Start of Block

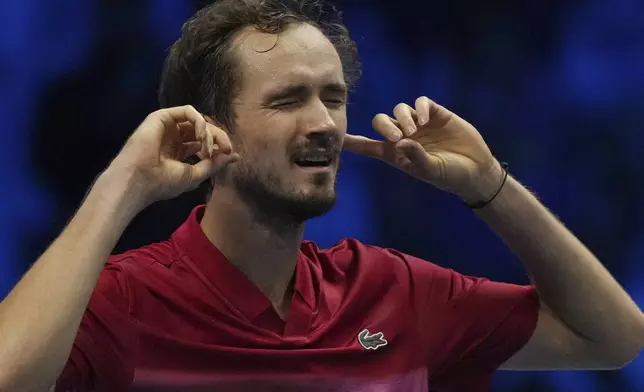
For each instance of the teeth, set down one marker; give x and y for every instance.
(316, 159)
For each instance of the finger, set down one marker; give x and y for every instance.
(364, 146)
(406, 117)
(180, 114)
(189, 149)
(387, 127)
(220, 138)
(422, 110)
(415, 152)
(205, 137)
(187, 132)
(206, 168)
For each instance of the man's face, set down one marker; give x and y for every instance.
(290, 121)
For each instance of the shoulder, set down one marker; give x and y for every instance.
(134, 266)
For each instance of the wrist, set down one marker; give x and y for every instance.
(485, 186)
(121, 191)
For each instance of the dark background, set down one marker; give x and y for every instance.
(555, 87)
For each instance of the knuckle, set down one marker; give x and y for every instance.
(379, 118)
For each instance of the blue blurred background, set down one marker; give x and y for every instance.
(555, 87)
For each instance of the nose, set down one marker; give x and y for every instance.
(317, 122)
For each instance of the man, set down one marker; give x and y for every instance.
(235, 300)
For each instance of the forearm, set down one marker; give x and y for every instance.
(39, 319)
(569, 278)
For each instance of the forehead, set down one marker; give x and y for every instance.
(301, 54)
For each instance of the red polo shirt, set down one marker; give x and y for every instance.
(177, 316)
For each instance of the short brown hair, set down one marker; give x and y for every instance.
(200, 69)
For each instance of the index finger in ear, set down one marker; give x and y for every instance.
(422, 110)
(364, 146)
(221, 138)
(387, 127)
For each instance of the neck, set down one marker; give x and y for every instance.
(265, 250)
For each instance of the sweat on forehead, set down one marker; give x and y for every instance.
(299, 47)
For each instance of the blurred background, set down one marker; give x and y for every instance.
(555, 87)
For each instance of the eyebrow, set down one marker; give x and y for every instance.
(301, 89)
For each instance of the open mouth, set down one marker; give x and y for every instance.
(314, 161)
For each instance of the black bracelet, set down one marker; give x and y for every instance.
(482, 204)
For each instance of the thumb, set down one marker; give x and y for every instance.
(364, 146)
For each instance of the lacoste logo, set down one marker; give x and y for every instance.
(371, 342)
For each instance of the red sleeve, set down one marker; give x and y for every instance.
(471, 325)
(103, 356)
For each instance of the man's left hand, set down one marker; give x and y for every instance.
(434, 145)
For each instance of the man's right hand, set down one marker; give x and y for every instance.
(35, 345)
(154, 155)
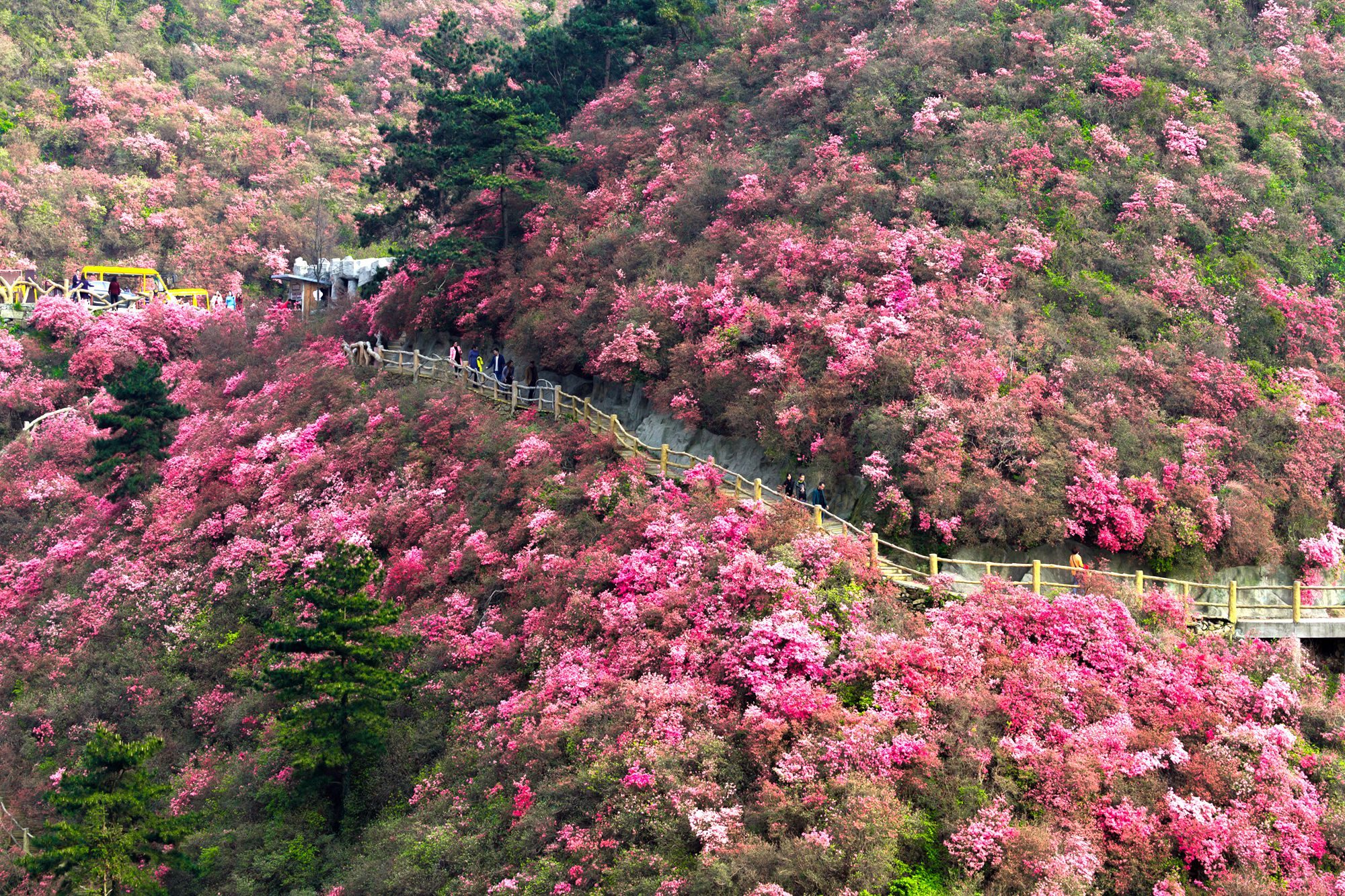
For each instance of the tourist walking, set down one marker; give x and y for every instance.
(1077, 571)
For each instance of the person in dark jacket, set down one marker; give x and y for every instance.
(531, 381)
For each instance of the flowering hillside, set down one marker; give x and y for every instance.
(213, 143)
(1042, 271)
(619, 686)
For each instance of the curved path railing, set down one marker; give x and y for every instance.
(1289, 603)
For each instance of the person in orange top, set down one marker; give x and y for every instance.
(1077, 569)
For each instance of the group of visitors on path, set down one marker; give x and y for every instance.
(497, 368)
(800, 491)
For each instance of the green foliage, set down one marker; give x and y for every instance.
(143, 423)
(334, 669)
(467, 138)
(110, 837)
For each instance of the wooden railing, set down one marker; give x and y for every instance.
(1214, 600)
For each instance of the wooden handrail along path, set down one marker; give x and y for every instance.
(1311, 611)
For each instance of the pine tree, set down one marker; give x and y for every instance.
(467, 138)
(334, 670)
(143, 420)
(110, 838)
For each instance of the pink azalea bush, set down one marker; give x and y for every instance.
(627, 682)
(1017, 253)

End of Block

* **WHAT YOU ARE ASKED TO DO**
Only exact copies of the lines from the one containing "For each instance of the pink" to the end of the records belong in the answer.

* **ANSWER TO THIS EXERCISE**
For each instance of the pink azalea bush, set down one marker; give x and y for every instance.
(627, 682)
(1017, 253)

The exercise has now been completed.